#### ACTIVITY LIST
[a] In the text on applying herbicide before seeding or planting, what herbicide was sprayed on the plots in the Nevada study?
[b] According to the text on applying herbicide before seeding or planting, what factors should be weighed when making decisions based on this evidence? List every one.
[c] Summarize the text on applying herbicide before seeding or planting in two sentences.

#### SELECTED PASSAGE
# # # #
Apply herbicide before seeding/planting

How is the evidence assessed?
  • Effectiveness
    not assessed
  • Certainty
    not assessed
  • Harms
    not assessed

Source countries

Key messages

  • Four studies examined the effects of applying herbicide before seeding/planting on grassland vegetation. Two studies were in the USA and one study was in each of Germany and the UK.


  • Sown/planted species richness/diversity (1 study): One replicated, controlled study in the UK found that applying herbicide before sowing seeds increased sown species richness.




About key messages

Key messages provide a descriptive index to studies we have found that test this intervention.

Studies are not directly comparable or of equal value. When making decisions based on this evidence, you should consider factors such as study size, study design, reported metrics and relevance of the study to your situation, rather than simply counting the number of studies that support a particular interpretation.

Supporting evidence from individual studies

  1. A replicated, randomized, controlled study in 1972–1976 in a sagebrush grassland affected by wildfire in Nevada, USA (Evans & Young 1978) found that spraying with herbicide followed by sowing grass seeds had mixed effects on native grass, forb and shrub density compared to sowing without spraying. After four years, crested wheatgrass Agropyron desertorum density did not differ significantly between plots sprayed (0.35–0.40 plants/m2) and not sprayed (0.35–0.70 plants/m2) with herbicide before sowing. In one of two comparisons, native forb density was lower in sprayed plots (0.48 plants/m2) than unsprayed plots (0.31 plants/m2), and in one comparison there was no significant difference (sprayed: 0.34 plants/m2, unsprayed: 0.46 plants/m2). Total shrub density was higher in sprayed plots (112–148 shrubs/1,000m2) than unsprayed plots (74–84 shrubs/1,000m2). In October 1972, eight 12 x 12 m plots were sown with seeds of crested wheatgrass and intermediate wheatgrass Agropyron intermedium. Four of the plots were sprayed with herbicide (2,4-D), while the other four plots were left unsprayed. The number of grass, forb and shrub plants was counted in each plot in 1973, 1974 and 1976.

    Study and other actions tested
  2. A replicated, randomized, paired, controlled study in 1998–1999 in a species-poor grassland near Göttingen, Germany (Hofmann & Isselstein 2004) found that spraying with herbicide followed by sowing seeds increased the emergence of seedlings for five of eight wildflower species compared to sowing alone. After one year, the average percentage of seedlings that emerged for five of eight wildflower species was higher in plots sprayed with herbicide before seeds were sown (22–35%) than in plots not sprayed with herbicide before seeds were sown (11–22%). For the other three species, seedling emergence did not differ significantly between sprayed (14–20%) and unsprayed plots (13–20%). In 1998, blocks were established at the site (replication unclear from study). The herbicide glufosinate was sprayed on vegetation in 0.5 × 0.5 m plots and six weeks later wildflower seeds were sown, while in other plots seeds were sown but herbicide was not sprayed (number for each not reported). Emergence of seedlings was recorded in each plot in July 1999.
# # # #
Saved entries
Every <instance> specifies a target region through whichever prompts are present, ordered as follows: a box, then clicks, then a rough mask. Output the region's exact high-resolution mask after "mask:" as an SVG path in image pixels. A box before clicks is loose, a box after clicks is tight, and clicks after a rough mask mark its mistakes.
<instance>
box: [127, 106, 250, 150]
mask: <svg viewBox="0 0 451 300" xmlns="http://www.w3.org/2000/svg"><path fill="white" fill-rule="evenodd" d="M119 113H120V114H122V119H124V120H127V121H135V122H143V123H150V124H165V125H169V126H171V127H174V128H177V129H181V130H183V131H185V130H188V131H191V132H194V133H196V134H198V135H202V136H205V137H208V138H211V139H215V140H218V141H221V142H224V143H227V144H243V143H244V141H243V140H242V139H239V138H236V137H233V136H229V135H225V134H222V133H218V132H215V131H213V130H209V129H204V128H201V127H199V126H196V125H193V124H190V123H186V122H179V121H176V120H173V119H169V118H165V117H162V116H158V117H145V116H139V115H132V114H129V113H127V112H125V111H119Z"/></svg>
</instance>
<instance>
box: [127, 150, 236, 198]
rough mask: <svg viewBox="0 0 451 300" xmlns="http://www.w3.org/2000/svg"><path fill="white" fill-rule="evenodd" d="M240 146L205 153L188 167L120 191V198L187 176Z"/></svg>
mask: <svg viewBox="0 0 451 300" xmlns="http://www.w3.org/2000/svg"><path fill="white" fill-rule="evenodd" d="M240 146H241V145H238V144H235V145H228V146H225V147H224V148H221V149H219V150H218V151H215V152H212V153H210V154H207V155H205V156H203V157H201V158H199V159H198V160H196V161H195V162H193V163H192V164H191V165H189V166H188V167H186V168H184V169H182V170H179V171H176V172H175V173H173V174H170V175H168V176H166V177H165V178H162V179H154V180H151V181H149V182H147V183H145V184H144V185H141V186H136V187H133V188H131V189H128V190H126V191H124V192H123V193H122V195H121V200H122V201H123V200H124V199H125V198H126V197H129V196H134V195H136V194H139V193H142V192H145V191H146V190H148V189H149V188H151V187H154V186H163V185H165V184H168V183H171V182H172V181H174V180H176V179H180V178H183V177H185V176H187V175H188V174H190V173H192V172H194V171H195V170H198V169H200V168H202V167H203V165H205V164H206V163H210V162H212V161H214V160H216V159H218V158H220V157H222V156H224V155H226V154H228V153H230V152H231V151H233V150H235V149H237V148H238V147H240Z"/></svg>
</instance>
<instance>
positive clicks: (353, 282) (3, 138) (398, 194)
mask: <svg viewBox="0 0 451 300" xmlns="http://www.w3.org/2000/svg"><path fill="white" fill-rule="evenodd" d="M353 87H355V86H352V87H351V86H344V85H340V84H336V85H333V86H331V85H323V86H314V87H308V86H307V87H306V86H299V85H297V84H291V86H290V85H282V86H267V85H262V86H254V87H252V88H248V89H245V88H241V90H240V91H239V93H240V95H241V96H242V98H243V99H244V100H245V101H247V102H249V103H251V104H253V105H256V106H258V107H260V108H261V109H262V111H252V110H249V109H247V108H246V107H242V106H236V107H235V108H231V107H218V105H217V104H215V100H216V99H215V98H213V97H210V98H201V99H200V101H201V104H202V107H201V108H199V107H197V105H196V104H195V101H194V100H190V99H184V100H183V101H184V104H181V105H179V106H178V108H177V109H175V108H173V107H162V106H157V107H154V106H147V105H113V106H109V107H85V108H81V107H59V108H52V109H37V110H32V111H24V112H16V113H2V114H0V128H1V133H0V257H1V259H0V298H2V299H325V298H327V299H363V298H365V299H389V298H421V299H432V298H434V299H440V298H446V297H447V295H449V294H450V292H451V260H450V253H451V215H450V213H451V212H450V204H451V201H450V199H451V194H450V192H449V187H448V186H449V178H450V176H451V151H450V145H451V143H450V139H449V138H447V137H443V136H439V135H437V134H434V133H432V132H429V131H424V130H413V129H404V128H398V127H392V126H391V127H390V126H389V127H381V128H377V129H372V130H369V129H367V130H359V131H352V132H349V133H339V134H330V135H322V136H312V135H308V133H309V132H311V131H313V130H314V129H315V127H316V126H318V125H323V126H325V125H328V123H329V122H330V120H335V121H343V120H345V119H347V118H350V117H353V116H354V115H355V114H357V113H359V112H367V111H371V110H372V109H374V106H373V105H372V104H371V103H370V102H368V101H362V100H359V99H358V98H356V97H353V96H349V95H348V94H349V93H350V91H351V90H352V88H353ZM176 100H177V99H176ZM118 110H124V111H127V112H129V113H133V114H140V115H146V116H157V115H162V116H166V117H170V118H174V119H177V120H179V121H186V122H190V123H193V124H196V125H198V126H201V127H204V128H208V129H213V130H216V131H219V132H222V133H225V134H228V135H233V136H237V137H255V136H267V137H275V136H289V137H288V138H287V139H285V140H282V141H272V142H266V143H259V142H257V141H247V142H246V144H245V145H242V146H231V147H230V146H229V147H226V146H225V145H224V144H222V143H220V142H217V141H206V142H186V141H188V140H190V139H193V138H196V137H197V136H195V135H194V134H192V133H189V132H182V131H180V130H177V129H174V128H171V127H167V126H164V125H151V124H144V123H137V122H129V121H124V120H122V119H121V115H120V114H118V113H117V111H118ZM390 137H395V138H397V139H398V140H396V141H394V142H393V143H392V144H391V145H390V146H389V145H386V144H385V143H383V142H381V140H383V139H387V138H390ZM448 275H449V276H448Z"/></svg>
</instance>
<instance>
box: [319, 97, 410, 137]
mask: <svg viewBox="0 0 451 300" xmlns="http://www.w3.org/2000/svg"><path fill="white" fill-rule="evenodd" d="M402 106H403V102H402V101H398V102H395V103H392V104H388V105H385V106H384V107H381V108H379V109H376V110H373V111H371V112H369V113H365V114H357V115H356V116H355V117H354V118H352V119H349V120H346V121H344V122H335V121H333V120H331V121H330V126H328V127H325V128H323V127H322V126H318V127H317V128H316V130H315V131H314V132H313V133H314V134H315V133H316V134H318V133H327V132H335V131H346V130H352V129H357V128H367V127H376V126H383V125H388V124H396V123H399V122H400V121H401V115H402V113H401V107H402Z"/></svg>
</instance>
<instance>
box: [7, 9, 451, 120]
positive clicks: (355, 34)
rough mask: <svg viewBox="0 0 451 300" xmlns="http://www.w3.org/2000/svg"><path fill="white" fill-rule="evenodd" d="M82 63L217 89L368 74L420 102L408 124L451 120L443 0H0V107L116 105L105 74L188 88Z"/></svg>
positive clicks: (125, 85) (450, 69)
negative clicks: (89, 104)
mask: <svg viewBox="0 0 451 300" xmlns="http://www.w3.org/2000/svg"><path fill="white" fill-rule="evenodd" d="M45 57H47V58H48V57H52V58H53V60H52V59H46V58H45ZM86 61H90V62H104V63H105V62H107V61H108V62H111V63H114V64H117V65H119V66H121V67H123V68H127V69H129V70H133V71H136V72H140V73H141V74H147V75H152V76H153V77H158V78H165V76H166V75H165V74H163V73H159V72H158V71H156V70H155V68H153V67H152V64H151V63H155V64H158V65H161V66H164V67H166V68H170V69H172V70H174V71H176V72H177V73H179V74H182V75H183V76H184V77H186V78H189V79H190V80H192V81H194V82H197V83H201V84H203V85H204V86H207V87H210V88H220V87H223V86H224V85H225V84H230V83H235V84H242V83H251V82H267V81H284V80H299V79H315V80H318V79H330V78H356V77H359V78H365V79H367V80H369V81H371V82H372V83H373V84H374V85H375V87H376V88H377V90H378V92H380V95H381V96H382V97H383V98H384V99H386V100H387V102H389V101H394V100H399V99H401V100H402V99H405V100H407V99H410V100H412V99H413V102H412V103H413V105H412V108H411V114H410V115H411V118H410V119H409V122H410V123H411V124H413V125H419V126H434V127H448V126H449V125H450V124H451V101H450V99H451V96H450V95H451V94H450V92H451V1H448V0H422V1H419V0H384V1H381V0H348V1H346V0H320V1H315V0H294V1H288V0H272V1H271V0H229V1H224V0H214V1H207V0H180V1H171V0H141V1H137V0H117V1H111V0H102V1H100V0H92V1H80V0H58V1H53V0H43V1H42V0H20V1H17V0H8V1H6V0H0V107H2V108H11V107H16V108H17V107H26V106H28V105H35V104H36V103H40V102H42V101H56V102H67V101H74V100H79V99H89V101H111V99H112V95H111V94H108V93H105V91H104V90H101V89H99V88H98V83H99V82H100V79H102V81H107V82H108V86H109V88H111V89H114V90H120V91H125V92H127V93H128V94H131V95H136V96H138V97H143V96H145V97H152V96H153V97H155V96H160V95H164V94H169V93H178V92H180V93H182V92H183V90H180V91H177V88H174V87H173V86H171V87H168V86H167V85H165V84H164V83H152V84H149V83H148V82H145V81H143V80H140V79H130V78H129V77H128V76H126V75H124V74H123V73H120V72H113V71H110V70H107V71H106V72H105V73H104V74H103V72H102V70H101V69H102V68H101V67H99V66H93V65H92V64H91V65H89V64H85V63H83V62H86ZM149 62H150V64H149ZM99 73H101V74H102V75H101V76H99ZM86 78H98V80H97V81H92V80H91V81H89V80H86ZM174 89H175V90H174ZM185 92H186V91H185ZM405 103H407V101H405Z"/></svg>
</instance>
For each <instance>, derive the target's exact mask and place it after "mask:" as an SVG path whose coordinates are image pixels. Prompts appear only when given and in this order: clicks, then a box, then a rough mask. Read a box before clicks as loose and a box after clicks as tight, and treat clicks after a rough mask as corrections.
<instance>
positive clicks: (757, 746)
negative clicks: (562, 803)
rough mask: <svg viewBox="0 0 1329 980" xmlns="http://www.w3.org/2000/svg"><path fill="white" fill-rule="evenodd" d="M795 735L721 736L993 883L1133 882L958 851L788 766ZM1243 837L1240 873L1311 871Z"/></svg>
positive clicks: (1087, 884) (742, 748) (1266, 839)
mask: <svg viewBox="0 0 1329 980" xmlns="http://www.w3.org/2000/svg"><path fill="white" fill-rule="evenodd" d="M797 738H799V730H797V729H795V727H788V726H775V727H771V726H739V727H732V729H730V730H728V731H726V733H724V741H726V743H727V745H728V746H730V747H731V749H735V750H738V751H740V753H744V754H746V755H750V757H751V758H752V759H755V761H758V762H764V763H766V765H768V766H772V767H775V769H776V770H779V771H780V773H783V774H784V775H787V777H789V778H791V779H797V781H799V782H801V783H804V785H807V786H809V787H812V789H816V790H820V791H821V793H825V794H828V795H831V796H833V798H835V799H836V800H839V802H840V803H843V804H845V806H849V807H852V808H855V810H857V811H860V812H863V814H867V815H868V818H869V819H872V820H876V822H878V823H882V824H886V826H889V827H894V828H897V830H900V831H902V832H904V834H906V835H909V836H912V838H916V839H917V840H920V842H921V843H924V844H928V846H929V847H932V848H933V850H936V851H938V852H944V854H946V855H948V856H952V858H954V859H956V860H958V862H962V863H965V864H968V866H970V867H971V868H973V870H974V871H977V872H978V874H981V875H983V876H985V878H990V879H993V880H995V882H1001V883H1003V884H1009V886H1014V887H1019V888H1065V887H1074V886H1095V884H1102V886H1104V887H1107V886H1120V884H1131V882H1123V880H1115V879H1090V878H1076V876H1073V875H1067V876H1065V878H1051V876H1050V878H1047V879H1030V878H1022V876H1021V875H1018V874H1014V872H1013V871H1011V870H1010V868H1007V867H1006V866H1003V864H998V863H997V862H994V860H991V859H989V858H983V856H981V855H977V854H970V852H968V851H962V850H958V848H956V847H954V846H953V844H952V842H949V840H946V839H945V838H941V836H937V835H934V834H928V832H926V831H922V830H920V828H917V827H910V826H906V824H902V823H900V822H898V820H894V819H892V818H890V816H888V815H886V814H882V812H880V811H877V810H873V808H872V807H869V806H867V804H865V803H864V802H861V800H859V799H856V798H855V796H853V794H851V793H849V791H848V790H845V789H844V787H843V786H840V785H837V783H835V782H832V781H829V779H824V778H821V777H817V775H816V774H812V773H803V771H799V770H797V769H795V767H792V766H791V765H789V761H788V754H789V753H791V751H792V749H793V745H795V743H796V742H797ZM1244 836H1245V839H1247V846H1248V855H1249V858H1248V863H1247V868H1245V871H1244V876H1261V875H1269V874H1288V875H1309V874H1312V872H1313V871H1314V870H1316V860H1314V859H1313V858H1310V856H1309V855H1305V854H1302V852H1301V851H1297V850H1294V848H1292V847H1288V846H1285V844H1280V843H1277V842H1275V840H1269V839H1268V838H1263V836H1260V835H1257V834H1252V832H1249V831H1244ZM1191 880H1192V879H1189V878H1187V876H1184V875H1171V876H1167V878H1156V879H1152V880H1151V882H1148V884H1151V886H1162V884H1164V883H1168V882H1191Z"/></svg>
# # # #
#### ANSWERS FOR THE EXERCISE
[a] 2,4-D.

[b]
- Study size
- Study design
- Reported metrics
- Relevance of the study to your situation

[c] Four studies from the USA, Germany and the UK examined the effects of applying herbicide before seeding or planting on grassland vegetation, and one UK study found that it increased sown species richness. In a Nevada sagebrush grassland, spraying before sowing left crested wheatgrass density unchanged and raised total shrub density, while in a German grassland it increased seedling emergence for five of eight wildflower species.